Here's a link to Chris Selley's article on The National Post website [Chris Selley's Full Pundit: Goodyear's bad day].

The article has links to several Canadian journalists. I'm pleased to see that many of them recognize the problem. We can't have a creationist Minister in charge of science.


  1. From the comment section following the linked article:
    Straightup: ...There are 3 categories and I suspect that Goodyear is amply familiar with them. Evolution/Darwinism, Creationism, and Intelligent Design.

    Certainly not. First, I would not acknowledge that Creationism and Intelligent Design are different categories; rather the latter is a political posture intended to advance the former. Second (and this one kills Straightup's view), Goodyear stated that he considers the question of evolution to be one of faith, whereas in the view of Intelligent Design this is a matter of science. They are just wrong about which direction the science points.

  2. Larry says "many [Canadian journalists] recognize the problem," but Chris Selley calls Colby Cosh a "filthy unbeliever." Is this Selley's idea of a joke, or is Selley part of the problem.

  3. I would say that Mr. Goodyears' (I refuse to give him the title of Dr. )anti-evolution leanings are the least of the problem. The man is a medical quack. Putting a quack as Minister of State for science, as one should consider medical research as science, is like putting a flat earther in charge of a physics program. Even Dubya appointed a real scientist, John Marburger, as his science advisor, even though he mostly ignored the advice.

    Compare that with President Obama who appoints a Nobel Prize winning physicist, Steven Chu as Secretary of Energy and whose science advisory council is headed up by a Nobel Prize winning research physician, Harold Varmus.

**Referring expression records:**

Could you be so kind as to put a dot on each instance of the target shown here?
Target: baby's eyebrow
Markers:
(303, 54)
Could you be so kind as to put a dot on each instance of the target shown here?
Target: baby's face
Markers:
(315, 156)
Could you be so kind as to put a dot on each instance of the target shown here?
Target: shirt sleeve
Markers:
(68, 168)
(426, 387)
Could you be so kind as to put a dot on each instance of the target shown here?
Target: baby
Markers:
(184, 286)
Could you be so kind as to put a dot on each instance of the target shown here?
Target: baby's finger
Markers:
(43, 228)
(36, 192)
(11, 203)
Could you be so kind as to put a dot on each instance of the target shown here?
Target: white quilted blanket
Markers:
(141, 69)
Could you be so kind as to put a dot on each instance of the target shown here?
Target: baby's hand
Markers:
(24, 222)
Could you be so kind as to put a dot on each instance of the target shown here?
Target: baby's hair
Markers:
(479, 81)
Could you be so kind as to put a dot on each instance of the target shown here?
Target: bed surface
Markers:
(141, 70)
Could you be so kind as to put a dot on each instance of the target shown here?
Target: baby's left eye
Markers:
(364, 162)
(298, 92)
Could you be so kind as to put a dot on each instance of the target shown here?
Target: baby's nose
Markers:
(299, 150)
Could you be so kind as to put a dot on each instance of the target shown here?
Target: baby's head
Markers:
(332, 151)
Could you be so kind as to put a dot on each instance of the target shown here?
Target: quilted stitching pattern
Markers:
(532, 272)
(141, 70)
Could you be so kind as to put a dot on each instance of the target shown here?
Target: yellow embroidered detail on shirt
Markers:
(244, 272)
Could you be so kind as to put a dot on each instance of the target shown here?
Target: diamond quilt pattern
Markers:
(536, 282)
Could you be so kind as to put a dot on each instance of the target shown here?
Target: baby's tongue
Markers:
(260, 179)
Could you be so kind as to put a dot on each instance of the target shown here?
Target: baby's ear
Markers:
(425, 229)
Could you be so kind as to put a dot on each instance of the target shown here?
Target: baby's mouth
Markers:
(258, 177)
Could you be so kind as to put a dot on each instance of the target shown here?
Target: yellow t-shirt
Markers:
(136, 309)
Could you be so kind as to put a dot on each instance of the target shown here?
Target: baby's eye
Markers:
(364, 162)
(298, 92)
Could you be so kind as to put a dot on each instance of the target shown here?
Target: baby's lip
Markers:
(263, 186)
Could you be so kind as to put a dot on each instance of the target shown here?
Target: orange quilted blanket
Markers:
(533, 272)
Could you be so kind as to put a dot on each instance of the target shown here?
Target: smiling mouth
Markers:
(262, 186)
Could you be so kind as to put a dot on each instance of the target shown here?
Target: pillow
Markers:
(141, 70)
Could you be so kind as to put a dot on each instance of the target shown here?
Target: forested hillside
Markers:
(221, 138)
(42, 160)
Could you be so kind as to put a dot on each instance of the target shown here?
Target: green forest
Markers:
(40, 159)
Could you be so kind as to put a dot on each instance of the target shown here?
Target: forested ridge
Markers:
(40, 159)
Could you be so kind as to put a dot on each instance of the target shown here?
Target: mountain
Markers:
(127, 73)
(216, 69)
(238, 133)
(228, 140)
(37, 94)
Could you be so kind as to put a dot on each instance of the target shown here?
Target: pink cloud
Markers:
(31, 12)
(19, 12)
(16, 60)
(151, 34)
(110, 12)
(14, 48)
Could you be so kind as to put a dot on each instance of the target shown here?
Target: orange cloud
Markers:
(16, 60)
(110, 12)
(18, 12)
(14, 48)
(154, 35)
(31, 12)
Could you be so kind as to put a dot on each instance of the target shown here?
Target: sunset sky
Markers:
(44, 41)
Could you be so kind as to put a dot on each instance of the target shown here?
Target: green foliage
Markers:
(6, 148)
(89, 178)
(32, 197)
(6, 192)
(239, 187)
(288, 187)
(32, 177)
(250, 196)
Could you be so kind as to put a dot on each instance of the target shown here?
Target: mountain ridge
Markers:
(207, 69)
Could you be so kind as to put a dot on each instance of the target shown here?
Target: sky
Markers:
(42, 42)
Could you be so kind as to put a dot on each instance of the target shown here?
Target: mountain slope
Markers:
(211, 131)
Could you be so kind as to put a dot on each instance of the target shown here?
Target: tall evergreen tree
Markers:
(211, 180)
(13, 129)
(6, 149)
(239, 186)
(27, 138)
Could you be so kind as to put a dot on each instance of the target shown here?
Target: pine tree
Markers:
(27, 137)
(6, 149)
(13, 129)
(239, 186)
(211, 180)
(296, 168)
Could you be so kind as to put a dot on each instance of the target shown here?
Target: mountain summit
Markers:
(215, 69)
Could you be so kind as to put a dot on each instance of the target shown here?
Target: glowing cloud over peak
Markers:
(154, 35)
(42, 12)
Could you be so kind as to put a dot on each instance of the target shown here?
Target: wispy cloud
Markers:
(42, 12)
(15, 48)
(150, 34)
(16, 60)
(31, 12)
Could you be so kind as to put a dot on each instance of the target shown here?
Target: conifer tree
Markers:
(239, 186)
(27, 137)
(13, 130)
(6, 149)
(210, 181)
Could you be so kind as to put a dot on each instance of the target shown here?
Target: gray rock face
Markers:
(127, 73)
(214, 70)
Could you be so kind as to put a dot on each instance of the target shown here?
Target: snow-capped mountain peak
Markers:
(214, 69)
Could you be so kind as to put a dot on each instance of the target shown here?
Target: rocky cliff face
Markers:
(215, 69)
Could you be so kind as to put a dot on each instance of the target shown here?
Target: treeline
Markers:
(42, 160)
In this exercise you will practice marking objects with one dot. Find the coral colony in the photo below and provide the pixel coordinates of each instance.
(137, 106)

**Instructions:**
1. Print the passage of the post about Goodyear starting at "1. From the" and ending at "the science points.".
2. In the post about Goodyear, whom did President Obama appoint as Secretary of Energy?
3. Go on with the post about Goodyear from its final sentence.

**Responses by task:**
1.
1. From the comment section following the linked article:
    Straightup: ...There are 3 categories and I suspect that Goodyear is amply familiar with them. Evolution/Darwinism, Creationism, and Intelligent Design.

    Certainly not. First, I would not acknowledge that Creationism and Intelligent Design are different categories; rather the latter is a political posture intended to advance the former. Second (and this one kills Straightup's view), Goodyear stated that he considers the question of evolution to be one of faith, whereas in the view of Intelligent Design this is a matter of science. They are just wrong about which direction the science points.

2. Steven Chu, a Nobel Prize winning physicist.

3.
  4. Dear Darwin, anyone visiting this link really should read the comments section until the article (as Bayesian Bouffant did) because it's full of all kinds of stupid - with a few moments of lucidity. It's reading stuff like this that depresses me, because it's very difficult to envision how to improve public acceptance of evolution when most of their beliefs/arguments are 'not even wrong'.

  5. Sorry, that's 'under the article'.

  6. Let's not exaggerate Goodyear's power or influence. To say that he's "in charge of science" is not accurate.

    He's a "minister of state," one of 11 recently appointed. A minister of state has no department, and it's much more of an advisory position than an executive one.

    The theory is that a minister of state provides additional focus on a particular area. However, such positions are often seen as a way to give people a title without making them a full member of cabinet.

    As I understand it, ministers of state are seldom if ever members of any of the key cabinet committees, and often don't attend all cabinet meetings.

    In other words, even if Goodyear really wanted to damage science, he has very limited power to do so. Example - his name was associated with the recent cuts, but it would not have been his decision on the size or timing of the cuts.

    I'm not suggesting that there is no reason for concern, but it would help to keep things in perspective.